[Pointing dataset records]

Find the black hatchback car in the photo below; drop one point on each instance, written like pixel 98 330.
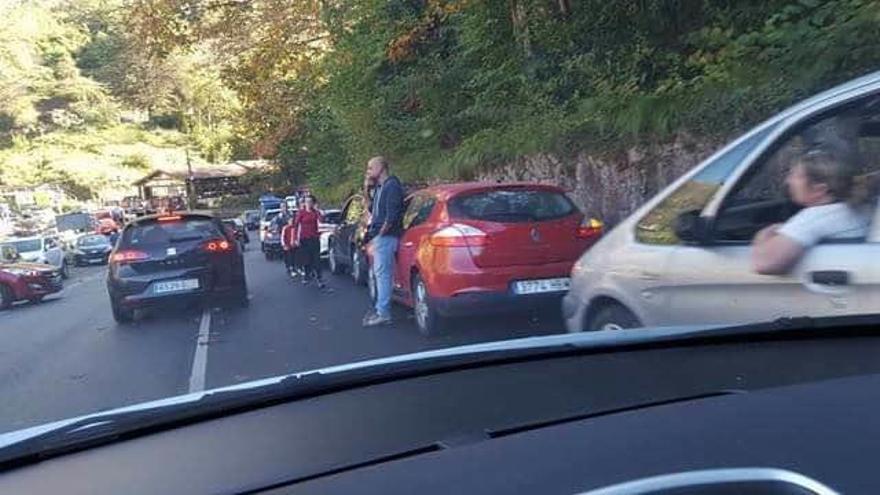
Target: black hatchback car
pixel 181 258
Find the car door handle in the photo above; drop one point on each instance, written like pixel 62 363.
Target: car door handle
pixel 832 278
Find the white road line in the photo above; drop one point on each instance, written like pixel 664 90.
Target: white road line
pixel 200 359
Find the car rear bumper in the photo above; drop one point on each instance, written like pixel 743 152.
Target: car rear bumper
pixel 89 259
pixel 138 291
pixel 494 302
pixel 458 278
pixel 30 287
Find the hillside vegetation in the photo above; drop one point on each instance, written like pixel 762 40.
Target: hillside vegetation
pixel 446 88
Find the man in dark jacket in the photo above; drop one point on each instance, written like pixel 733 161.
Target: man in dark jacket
pixel 384 233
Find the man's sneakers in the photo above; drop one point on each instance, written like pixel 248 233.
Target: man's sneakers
pixel 374 320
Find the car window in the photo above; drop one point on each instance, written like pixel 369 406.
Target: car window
pixel 160 233
pixel 511 205
pixel 658 226
pixel 761 198
pixel 332 217
pixel 93 240
pixel 418 210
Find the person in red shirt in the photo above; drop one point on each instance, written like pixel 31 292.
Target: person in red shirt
pixel 309 245
pixel 288 244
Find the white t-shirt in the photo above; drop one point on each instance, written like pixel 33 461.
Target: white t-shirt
pixel 832 221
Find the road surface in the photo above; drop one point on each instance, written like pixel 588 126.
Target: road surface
pixel 67 357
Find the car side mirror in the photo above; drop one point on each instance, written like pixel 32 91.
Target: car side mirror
pixel 691 228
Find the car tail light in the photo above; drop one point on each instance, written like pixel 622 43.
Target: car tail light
pixel 128 256
pixel 459 235
pixel 218 246
pixel 590 229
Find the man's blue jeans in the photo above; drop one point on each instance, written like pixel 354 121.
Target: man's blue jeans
pixel 384 248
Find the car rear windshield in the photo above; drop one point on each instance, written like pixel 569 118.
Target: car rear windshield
pixel 156 232
pixel 93 240
pixel 512 205
pixel 27 246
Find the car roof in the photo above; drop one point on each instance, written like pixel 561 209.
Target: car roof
pixel 447 191
pixel 182 214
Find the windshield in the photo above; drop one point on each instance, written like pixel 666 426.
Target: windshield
pixel 25 246
pixel 452 172
pixel 93 241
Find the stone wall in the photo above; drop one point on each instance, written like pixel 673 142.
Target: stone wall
pixel 610 186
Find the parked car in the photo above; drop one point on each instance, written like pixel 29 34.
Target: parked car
pixel 41 249
pixel 239 232
pixel 251 219
pixel 175 258
pixel 486 247
pixel 92 249
pixel 685 256
pixel 106 226
pixel 345 245
pixel 270 236
pixel 331 219
pixel 22 281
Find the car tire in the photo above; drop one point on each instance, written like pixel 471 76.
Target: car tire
pixel 120 314
pixel 6 297
pixel 613 317
pixel 358 266
pixel 332 263
pixel 428 321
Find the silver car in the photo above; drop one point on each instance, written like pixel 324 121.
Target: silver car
pixel 685 256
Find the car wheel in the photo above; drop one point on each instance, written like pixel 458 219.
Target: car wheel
pixel 358 267
pixel 335 267
pixel 6 297
pixel 120 314
pixel 613 317
pixel 428 321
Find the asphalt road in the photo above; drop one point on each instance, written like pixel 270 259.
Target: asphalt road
pixel 67 357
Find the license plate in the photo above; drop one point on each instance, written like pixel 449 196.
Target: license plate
pixel 175 286
pixel 542 286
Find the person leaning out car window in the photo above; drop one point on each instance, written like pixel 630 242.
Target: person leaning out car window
pixel 834 207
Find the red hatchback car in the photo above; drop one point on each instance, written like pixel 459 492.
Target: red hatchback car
pixel 487 247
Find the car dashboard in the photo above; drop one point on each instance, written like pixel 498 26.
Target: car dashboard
pixel 803 409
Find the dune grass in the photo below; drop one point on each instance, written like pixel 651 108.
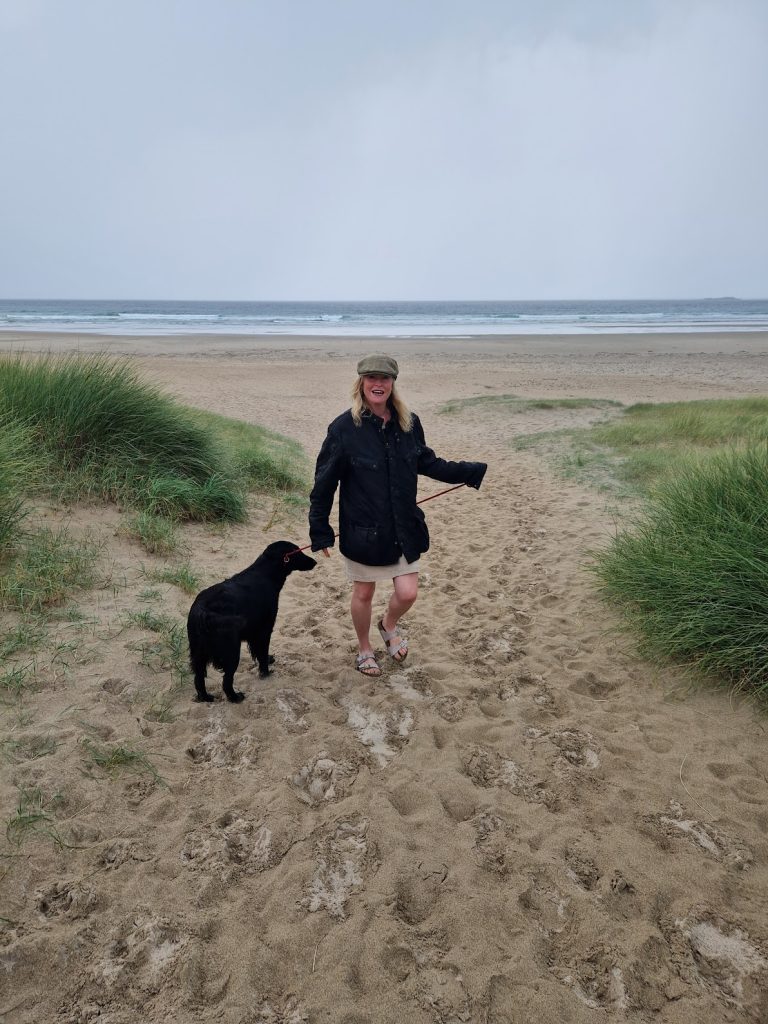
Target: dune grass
pixel 46 568
pixel 99 430
pixel 636 451
pixel 688 567
pixel 690 572
pixel 75 428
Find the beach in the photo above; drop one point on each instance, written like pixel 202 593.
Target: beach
pixel 524 821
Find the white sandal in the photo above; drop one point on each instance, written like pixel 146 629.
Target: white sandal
pixel 365 669
pixel 395 644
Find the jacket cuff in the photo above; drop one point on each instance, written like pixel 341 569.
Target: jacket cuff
pixel 320 545
pixel 475 477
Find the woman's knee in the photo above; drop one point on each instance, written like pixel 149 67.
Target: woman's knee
pixel 407 587
pixel 364 592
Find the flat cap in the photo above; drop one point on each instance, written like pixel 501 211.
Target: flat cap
pixel 378 365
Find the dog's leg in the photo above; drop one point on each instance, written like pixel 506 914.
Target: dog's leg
pixel 259 647
pixel 258 644
pixel 229 667
pixel 200 686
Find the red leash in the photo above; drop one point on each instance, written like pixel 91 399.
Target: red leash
pixel 429 499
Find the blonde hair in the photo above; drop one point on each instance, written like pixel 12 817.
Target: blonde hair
pixel 401 411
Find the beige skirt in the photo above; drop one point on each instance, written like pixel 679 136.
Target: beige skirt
pixel 356 572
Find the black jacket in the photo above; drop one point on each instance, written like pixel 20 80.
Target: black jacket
pixel 377 465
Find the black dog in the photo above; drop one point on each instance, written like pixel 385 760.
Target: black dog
pixel 243 607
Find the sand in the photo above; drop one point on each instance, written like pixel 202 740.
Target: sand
pixel 525 821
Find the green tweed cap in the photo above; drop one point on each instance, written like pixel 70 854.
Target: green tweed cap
pixel 378 365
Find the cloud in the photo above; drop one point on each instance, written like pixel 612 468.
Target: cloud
pixel 352 151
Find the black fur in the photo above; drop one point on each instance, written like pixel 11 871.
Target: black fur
pixel 242 608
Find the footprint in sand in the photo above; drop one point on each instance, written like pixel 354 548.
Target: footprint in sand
pixel 428 979
pixel 70 899
pixel 724 960
pixel 410 684
pixel 494 844
pixel 238 845
pixel 491 647
pixel 450 708
pixel 292 1012
pixel 293 709
pixel 323 779
pixel 577 750
pixel 582 869
pixel 221 749
pixel 384 733
pixel 715 842
pixel 124 851
pixel 341 859
pixel 596 979
pixel 486 768
pixel 550 908
pixel 140 956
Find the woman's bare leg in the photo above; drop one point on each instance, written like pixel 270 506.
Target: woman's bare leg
pixel 404 594
pixel 363 595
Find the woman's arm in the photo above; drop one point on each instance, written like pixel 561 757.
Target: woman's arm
pixel 431 465
pixel 327 476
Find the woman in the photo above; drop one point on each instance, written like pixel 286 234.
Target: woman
pixel 376 451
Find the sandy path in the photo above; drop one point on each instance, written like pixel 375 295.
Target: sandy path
pixel 526 822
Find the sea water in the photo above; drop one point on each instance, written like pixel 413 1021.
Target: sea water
pixel 391 320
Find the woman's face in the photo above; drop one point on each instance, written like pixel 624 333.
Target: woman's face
pixel 377 389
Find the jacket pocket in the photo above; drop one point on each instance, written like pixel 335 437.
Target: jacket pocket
pixel 364 463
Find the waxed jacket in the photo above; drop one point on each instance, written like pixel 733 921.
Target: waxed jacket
pixel 377 466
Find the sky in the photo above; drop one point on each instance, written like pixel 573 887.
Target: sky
pixel 370 150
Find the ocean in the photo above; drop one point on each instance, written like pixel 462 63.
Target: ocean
pixel 391 320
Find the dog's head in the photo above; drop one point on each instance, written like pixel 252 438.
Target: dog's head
pixel 288 554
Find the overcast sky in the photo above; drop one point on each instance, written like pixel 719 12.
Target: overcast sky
pixel 383 148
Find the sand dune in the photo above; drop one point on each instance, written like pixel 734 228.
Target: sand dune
pixel 525 821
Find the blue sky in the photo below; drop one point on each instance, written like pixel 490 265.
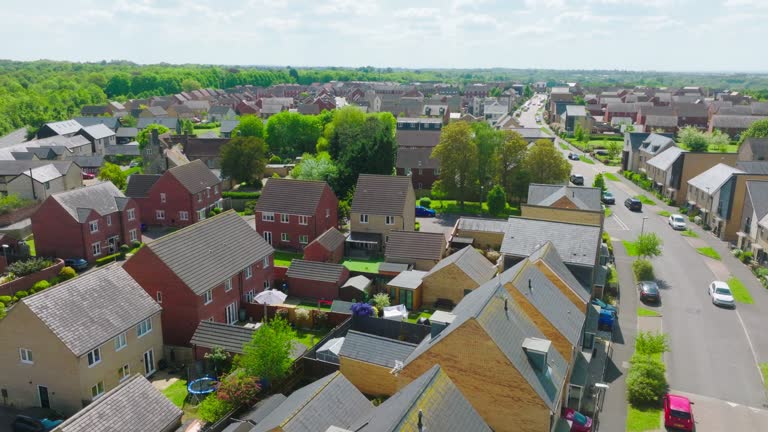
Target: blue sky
pixel 669 35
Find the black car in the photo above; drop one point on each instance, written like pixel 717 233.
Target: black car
pixel 633 204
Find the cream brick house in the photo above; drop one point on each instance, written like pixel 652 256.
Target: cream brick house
pixel 70 344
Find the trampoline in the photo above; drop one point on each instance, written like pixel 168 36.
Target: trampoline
pixel 202 387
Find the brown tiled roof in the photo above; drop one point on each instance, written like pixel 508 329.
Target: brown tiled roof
pixel 415 245
pixel 299 197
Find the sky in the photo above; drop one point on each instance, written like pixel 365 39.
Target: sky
pixel 664 35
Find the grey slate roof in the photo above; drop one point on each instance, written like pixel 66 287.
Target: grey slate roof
pixel 507 329
pixel 415 245
pixel 203 254
pixel 585 198
pixel 139 184
pixel 468 260
pixel 211 334
pixel 375 349
pixel 194 176
pixel 101 197
pixel 316 271
pixel 133 406
pixel 576 244
pixel 444 407
pixel 93 308
pixel 297 197
pixel 381 195
pixel 329 401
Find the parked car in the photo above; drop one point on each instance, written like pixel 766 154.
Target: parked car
pixel 36 420
pixel 577 179
pixel 579 422
pixel 677 222
pixel 633 204
pixel 424 212
pixel 721 294
pixel 678 412
pixel 76 263
pixel 649 292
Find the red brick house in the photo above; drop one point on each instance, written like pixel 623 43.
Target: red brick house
pixel 203 272
pixel 328 247
pixel 89 222
pixel 292 213
pixel 317 280
pixel 179 197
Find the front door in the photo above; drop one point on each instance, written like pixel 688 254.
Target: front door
pixel 45 402
pixel 149 363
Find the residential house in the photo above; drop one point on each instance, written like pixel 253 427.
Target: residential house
pixel 563 203
pixel 418 164
pixel 133 406
pixel 381 204
pixel 203 272
pixel 89 223
pixel 316 280
pixel 292 213
pixel 327 247
pixel 422 250
pixel 181 196
pixel 70 344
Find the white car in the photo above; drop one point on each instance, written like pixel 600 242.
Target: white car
pixel 721 294
pixel 677 222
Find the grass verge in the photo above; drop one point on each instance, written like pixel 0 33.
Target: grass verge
pixel 708 252
pixel 739 291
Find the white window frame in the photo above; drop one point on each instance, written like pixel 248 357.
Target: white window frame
pixel 25 355
pixel 121 341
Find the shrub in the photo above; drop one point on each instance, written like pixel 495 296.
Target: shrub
pixel 67 273
pixel 643 270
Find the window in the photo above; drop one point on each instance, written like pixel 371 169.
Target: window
pixel 97 390
pixel 26 355
pixel 94 357
pixel 121 341
pixel 123 372
pixel 144 327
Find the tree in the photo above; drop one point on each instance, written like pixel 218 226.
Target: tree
pixel 545 164
pixel 113 173
pixel 249 126
pixel 244 159
pixel 268 353
pixel 497 200
pixel 457 153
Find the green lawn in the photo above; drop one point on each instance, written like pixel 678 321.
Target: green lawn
pixel 708 252
pixel 645 200
pixel 283 259
pixel 177 392
pixel 739 291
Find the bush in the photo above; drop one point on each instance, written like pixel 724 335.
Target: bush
pixel 643 270
pixel 67 273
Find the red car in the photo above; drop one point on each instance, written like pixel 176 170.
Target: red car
pixel 579 422
pixel 678 413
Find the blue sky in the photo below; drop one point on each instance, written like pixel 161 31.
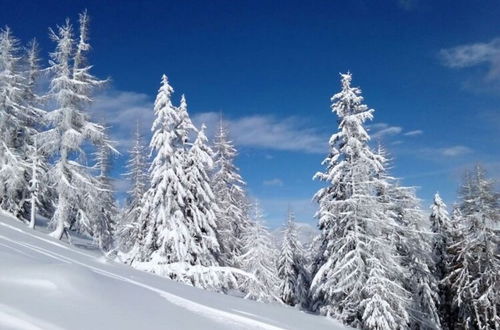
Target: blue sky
pixel 430 69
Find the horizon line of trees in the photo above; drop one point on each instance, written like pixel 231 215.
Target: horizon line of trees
pixel 378 262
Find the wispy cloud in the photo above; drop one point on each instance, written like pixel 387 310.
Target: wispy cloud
pixel 414 133
pixel 384 130
pixel 455 151
pixel 122 110
pixel 447 152
pixel 393 130
pixel 269 132
pixel 468 55
pixel 273 182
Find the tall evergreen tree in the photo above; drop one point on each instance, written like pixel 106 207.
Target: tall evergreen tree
pixel 259 260
pixel 357 275
pixel 230 196
pixel 100 201
pixel 71 88
pixel 177 223
pixel 474 269
pixel 37 182
pixel 293 275
pixel 13 116
pixel 414 247
pixel 137 175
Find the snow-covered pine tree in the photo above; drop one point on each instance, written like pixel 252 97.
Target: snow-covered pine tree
pixel 176 223
pixel 71 89
pixel 137 175
pixel 474 260
pixel 357 274
pixel 259 259
pixel 442 229
pixel 13 117
pixel 162 219
pixel 414 247
pixel 202 207
pixel 292 272
pixel 37 181
pixel 100 201
pixel 440 223
pixel 229 189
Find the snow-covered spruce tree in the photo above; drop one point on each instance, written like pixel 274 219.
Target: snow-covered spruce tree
pixel 414 247
pixel 259 259
pixel 440 223
pixel 71 88
pixel 13 117
pixel 474 260
pixel 176 225
pixel 357 274
pixel 137 175
pixel 442 229
pixel 292 272
pixel 37 181
pixel 232 204
pixel 100 219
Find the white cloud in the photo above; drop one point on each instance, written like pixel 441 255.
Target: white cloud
pixel 273 182
pixel 392 130
pixel 455 151
pixel 122 111
pixel 475 54
pixel 268 132
pixel 384 130
pixel 414 133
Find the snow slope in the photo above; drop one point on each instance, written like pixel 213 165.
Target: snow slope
pixel 48 284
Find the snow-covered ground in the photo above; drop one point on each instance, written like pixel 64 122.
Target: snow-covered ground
pixel 48 284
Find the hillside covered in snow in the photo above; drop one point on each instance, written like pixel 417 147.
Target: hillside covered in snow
pixel 48 284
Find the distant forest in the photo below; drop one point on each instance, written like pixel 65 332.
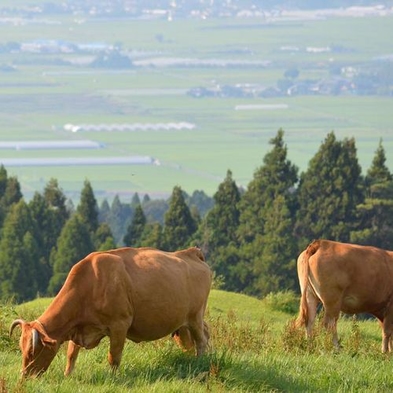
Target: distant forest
pixel 251 237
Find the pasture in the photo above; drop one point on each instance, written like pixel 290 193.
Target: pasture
pixel 49 90
pixel 254 349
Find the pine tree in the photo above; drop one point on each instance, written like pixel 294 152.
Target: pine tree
pixel 119 219
pixel 152 236
pixel 269 197
pixel 135 230
pixel 10 193
pixel 103 238
pixel 135 201
pixel 179 225
pixel 376 213
pixel 217 232
pixel 277 176
pixel 19 267
pixel 88 208
pixel 49 212
pixel 74 243
pixel 329 192
pixel 275 267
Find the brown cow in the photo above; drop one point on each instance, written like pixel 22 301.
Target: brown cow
pixel 142 294
pixel 349 278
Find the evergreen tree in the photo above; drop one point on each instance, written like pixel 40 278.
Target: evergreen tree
pixel 135 201
pixel 277 176
pixel 152 236
pixel 56 200
pixel 74 243
pixel 135 230
pixel 179 224
pixel 49 212
pixel 104 212
pixel 202 202
pixel 10 193
pixel 155 210
pixel 269 197
pixel 103 238
pixel 119 219
pixel 19 267
pixel 376 213
pixel 88 208
pixel 329 192
pixel 275 267
pixel 217 233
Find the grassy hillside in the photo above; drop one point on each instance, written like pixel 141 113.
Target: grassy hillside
pixel 254 349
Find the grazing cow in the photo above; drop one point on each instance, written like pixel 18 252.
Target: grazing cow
pixel 349 278
pixel 142 294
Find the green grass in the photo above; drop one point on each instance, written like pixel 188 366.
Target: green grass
pixel 255 348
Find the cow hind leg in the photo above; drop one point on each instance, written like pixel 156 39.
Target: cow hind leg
pixel 312 305
pixel 117 340
pixel 200 334
pixel 332 313
pixel 386 335
pixel 72 355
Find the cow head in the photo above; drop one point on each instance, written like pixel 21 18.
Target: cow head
pixel 38 349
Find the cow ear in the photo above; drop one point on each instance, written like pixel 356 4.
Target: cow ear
pixel 49 342
pixel 45 339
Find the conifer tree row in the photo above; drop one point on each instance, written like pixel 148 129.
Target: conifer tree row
pixel 250 236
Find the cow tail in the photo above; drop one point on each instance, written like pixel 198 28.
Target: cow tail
pixel 303 272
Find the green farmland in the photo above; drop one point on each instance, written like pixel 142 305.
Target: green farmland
pixel 46 91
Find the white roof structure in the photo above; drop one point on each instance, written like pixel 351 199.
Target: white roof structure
pixel 51 145
pixel 78 161
pixel 129 127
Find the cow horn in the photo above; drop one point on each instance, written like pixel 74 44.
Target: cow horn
pixel 34 338
pixel 16 323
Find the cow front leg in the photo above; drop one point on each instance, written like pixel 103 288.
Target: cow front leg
pixel 332 314
pixel 312 305
pixel 200 333
pixel 386 335
pixel 117 340
pixel 72 355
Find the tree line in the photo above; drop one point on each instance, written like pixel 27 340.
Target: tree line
pixel 251 236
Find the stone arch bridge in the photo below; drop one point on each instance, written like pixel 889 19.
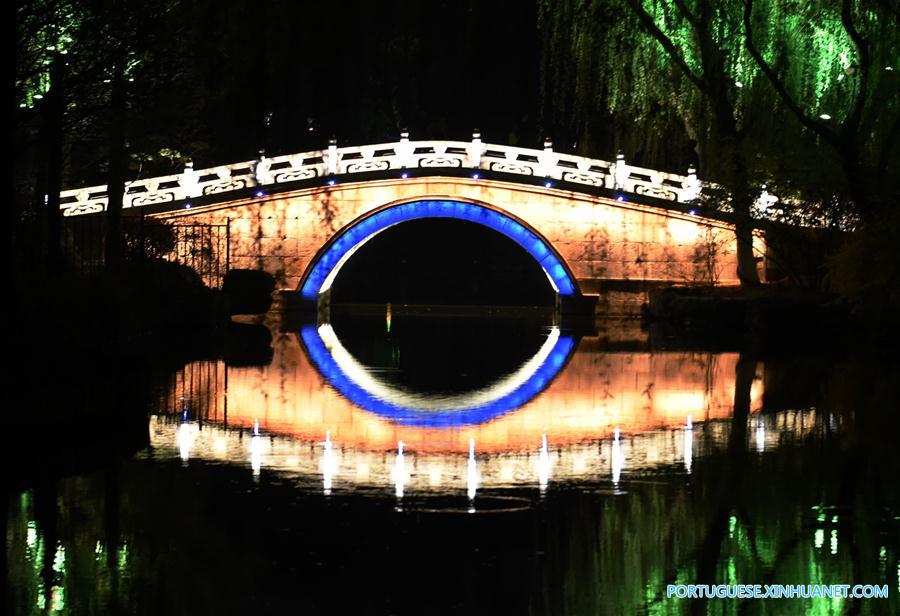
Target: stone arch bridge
pixel 595 227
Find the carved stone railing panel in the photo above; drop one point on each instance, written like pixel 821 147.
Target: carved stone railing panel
pixel 404 154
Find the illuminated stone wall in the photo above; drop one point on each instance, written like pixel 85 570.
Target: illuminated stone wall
pixel 600 239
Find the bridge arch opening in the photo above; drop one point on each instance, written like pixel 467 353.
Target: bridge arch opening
pixel 322 272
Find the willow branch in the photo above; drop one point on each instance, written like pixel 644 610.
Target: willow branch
pixel 852 123
pixel 687 13
pixel 638 8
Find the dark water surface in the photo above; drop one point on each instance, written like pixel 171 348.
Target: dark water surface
pixel 417 465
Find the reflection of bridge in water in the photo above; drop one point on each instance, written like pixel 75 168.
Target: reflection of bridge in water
pixel 605 413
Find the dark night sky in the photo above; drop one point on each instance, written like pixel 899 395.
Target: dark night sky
pixel 362 71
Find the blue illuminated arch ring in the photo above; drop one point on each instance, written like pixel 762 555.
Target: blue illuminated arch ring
pixel 463 415
pixel 324 267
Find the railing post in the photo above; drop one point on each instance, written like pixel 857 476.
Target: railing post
pixel 404 149
pixel 475 150
pixel 691 187
pixel 261 169
pixel 545 158
pixel 331 157
pixel 190 180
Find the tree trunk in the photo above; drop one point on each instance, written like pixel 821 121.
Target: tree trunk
pixel 738 184
pixel 115 182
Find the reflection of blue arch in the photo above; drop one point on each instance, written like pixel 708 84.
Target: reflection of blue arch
pixel 444 418
pixel 329 260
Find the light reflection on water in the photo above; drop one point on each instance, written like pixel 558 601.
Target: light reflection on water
pixel 627 471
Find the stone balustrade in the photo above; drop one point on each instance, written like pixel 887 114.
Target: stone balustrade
pixel 404 156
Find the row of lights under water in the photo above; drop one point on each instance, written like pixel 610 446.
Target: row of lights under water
pixel 399 475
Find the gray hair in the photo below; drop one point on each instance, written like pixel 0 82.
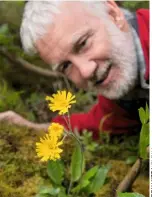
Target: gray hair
pixel 38 14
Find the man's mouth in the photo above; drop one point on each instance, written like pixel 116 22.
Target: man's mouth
pixel 105 75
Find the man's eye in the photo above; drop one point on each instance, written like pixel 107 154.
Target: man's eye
pixel 64 66
pixel 83 43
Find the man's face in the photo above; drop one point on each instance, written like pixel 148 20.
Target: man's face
pixel 91 51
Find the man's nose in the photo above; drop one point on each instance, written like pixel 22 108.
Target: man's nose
pixel 85 67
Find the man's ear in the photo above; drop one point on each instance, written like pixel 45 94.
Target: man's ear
pixel 116 14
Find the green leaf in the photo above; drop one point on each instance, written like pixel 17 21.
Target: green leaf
pixel 131 160
pixel 144 141
pixel 77 163
pixel 147 113
pixel 99 179
pixel 62 192
pixel 90 173
pixel 49 190
pixel 142 115
pixel 4 29
pixel 85 179
pixel 129 195
pixel 55 170
pixel 80 186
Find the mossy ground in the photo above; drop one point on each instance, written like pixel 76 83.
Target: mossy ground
pixel 21 172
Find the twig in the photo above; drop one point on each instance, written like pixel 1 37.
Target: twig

• Stated goal: Copy out the stretch of data from the line containing "Find the man's blue" through the line containing "pixel 27 246", switching "windshield" to "glass" and leaving everything else unchanged.

• Output for this exercise:
Find the man's blue jeans in the photo above; drop one point on each instance, written like pixel 354 121.
Target: man's blue jeans
pixel 384 248
Find the car rear glass in the photo above; drop one point on each instance, written like pixel 569 118.
Target: car rear glass
pixel 156 232
pixel 93 240
pixel 512 205
pixel 27 246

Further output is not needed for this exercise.